The data:
※ ※ ※

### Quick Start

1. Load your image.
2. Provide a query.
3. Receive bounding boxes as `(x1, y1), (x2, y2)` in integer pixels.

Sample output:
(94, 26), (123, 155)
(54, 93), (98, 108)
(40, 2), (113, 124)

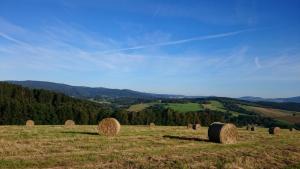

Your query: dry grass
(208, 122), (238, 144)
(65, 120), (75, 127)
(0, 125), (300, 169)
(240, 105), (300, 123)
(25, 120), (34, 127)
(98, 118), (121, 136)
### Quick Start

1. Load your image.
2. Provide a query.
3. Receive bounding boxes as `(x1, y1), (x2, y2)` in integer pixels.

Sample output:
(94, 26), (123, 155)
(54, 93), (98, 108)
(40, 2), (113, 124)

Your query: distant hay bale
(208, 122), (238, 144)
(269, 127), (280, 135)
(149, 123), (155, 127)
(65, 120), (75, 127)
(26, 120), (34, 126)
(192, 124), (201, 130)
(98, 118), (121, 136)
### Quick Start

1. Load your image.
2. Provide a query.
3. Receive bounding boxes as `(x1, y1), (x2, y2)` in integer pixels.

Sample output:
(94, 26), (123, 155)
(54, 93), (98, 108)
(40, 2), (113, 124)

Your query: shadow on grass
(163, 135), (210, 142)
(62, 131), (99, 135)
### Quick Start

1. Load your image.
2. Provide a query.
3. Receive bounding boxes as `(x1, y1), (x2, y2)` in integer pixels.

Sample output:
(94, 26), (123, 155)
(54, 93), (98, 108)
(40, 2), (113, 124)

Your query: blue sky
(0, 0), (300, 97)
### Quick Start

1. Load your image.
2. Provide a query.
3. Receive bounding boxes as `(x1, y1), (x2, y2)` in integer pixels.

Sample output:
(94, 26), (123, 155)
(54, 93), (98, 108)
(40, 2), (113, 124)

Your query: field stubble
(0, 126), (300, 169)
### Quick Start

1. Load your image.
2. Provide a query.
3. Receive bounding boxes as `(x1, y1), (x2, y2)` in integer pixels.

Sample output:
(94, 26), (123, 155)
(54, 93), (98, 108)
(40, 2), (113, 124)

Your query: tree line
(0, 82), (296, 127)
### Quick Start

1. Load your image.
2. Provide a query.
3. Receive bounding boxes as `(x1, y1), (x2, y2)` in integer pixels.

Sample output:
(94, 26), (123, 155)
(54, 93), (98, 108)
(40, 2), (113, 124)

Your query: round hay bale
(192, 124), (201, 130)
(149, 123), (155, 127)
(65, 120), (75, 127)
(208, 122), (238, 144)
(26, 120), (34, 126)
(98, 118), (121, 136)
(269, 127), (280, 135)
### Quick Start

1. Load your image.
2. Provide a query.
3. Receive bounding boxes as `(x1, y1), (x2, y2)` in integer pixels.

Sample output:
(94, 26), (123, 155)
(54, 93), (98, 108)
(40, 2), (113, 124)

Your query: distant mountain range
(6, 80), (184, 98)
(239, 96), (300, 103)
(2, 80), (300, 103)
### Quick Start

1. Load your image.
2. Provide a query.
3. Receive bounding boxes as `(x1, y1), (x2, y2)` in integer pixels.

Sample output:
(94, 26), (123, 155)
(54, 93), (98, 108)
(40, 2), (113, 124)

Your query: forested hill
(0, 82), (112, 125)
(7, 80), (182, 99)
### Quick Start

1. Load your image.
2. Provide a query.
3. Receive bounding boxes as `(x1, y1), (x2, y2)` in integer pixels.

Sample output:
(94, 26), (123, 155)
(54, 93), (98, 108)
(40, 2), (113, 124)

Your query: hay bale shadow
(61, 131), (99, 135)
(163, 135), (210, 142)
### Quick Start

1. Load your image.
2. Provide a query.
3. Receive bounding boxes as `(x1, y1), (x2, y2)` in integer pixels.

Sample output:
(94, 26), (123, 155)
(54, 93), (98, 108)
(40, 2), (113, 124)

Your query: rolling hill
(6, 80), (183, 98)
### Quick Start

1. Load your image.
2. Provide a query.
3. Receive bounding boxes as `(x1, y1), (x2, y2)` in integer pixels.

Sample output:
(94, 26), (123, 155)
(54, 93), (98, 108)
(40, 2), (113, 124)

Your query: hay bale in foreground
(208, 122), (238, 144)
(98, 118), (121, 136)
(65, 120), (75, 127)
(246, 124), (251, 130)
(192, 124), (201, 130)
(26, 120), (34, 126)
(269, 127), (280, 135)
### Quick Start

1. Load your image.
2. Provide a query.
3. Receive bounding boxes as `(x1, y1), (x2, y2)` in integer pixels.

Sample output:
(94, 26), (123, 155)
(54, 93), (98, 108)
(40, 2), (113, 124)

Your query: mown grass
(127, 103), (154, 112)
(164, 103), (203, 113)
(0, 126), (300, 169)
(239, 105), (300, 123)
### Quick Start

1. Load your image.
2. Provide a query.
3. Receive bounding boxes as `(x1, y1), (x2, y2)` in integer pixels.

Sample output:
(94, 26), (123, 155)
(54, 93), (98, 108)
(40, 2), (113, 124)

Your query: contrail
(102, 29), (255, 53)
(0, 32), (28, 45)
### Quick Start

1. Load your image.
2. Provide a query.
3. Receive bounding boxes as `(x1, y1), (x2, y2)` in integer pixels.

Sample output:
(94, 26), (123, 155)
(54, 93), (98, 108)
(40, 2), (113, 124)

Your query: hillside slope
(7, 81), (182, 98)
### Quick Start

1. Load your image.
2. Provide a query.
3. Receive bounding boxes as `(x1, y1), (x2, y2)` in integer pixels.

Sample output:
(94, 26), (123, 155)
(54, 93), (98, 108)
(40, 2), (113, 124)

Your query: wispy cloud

※ ※ ※

Work to be completed: Return every line from the records above that contains the string "bale", copying each line in full. Case counts.

Response:
Your query: distant hay bale
Your query: round hay bale
Your query: hay bale shadow
Your query: hay bale in foreground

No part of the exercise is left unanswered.